_Exercice 1_. Dans l'extrait sur les origines de la famille Fauchard, quelles localités ont des registres du 17ème siècle qui font référence au nom de FAUCHARD ? Citez-les toutes.

_Texte extrait_.
----

Il n’y a aucune trace du nom de FAUCHARD :

  • dans les registres des communautés de chirurgiens de Rennes,
  • dans les rôles de capitations de Rennes et des grandes villes bretonnes,
  • dans les ouvrages de biographie bretonne.

Les recherches se sont donc portées sur le triangle formé par ces trois villes, où Pierre FAUCHARD commença son exercice:  » je fus mandé », « je me suis rendu », et puis plus tard (1715): « M. de ROMATET vint chez moi », etc…

Une lecture de toutes les tables des actes de mariages a permis de localiser précisément le seul berceau de famille FAUCHARD au milieu de ce triangle, dans la vallée de la SEICHE, une rivière affluent de la VILAINE. Un premier recensement (4) de toutes les familles FAUCHARD au 18ème siècle a été réalisé: CHATEAUGIRON, JANZE, ESSE, PIRE SUR SEICHE, RETIERS, MARCILLE-ROBERT, ARBRISSEL, DROUGE, RANNÉE, AVAILLES, MOUTIERS, GENNES SUR SEICHE, BRIELLES, MOULINS, DOMAGNE, BAIS, ERBRÉE, BALAZE, CHATILLON EN VENDELAIS, VISSEICHE, PARCE, LA CHAPELLE-JANSON, et CHERRUEIX.

Tous ces lieux, villes, villages ou hameaux sont en BRETAGNE.

Nous avons procédé alors à un suivi généalogique de ces familles au 17ème siècle: il n’y a que quatre registres faisant référence au nom de FAUCHARD : ARBRISSEL, AVAILLES, ESSÉ, MOUTIERS, dans un rayon de 7 kilomètres en suivant la Seiche.

Le berceau de la famille FAUCHARD se trouve dans cette campagne bretonne, région de culture et d’élevage, assez riche.

Le seul mariage qui corresponde à la date de naissance de Pierre FAUCHARD, est celui de Jean FAUCHARD et de Renée GRASFARD, le 01-07-1675: simple supposition. Il manque les années 1633, 1664, et 1668 à AVAILLES, et des parties d’années en 1599, 1663 et 1669. Le premier mariage connu est celui de Jean FAUCHARD et de Jeanne TRUBLET en 1603, lesquels pourraient être les arrière-grands-parents.

Certains documents ne sont pas communicables car ils sont en trop mauvais état, mais seront un jour microfilmés et permettront de relever certains détails pour continuer ce travail.

----

_Données à traiter_.
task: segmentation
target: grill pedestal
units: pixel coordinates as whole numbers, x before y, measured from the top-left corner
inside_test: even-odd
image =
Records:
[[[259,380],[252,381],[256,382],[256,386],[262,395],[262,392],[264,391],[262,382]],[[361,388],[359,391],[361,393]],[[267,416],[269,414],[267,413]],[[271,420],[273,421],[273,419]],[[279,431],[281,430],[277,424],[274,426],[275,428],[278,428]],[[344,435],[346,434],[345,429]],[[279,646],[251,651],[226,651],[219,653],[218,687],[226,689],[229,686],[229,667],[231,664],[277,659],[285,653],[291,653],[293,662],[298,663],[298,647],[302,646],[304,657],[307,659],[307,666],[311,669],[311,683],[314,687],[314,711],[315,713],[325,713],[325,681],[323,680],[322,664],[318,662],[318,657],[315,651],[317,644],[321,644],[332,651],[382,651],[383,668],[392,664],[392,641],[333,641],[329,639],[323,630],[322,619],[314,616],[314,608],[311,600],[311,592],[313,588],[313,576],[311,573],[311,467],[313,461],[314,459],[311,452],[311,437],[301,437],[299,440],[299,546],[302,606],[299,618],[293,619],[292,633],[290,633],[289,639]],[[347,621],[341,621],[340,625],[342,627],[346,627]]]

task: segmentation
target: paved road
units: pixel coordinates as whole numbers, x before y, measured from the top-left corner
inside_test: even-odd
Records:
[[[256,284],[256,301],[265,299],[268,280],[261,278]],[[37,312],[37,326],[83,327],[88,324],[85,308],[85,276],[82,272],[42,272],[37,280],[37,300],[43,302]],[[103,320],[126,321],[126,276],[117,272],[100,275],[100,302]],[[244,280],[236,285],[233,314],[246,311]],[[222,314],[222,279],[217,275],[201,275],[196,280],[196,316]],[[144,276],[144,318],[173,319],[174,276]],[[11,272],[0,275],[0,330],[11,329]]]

----

_Exercice 2_. Reproduisez mot pour mot les deux entrées ci-dessus, en n'y changeant rien.

_Réponse complète 1_. ARBRISSEL, AVAILLES, ESSÉ et MOUTIERS.

_Réponse complète 2_.
task: segmentation
target: grill pedestal
units: pixel coordinates as whole numbers, x before y, measured from the top-left corner
inside_test: even-odd
image =
Records:
[[[259,380],[252,381],[256,382],[256,386],[262,395],[262,392],[264,391],[262,382]],[[361,388],[359,391],[361,393]],[[267,416],[269,414],[267,413]],[[271,420],[273,421],[273,419]],[[279,431],[281,430],[277,424],[274,426],[275,428],[278,428]],[[344,435],[346,434],[345,429]],[[279,646],[251,651],[226,651],[219,653],[218,687],[226,689],[229,686],[229,667],[231,664],[277,659],[285,653],[291,653],[293,662],[298,663],[298,647],[302,646],[304,657],[307,659],[307,666],[311,669],[311,683],[314,687],[314,711],[315,713],[325,713],[325,681],[323,680],[322,664],[318,662],[318,657],[315,651],[317,644],[321,644],[332,651],[382,651],[383,668],[392,664],[392,641],[333,641],[329,639],[323,630],[322,619],[314,616],[314,608],[311,600],[311,592],[313,588],[313,576],[311,573],[311,467],[313,461],[314,459],[311,452],[311,437],[301,437],[299,440],[299,546],[302,606],[299,618],[293,619],[292,633],[290,633],[289,639]],[[347,621],[341,621],[340,625],[342,627],[346,627]]]

task: segmentation
target: paved road
units: pixel coordinates as whole numbers, x before y, measured from the top-left corner
inside_test: even-odd
Records:
[[[256,284],[256,301],[265,299],[268,280],[261,278]],[[37,312],[37,326],[83,327],[88,324],[85,308],[85,276],[82,272],[42,272],[37,280],[37,300],[43,302]],[[103,320],[126,321],[126,276],[117,272],[100,275],[100,302]],[[244,280],[236,285],[233,314],[246,311]],[[222,314],[222,279],[217,275],[201,275],[196,280],[196,316]],[[144,276],[144,318],[173,319],[174,276]],[[11,272],[0,275],[0,330],[11,329]]]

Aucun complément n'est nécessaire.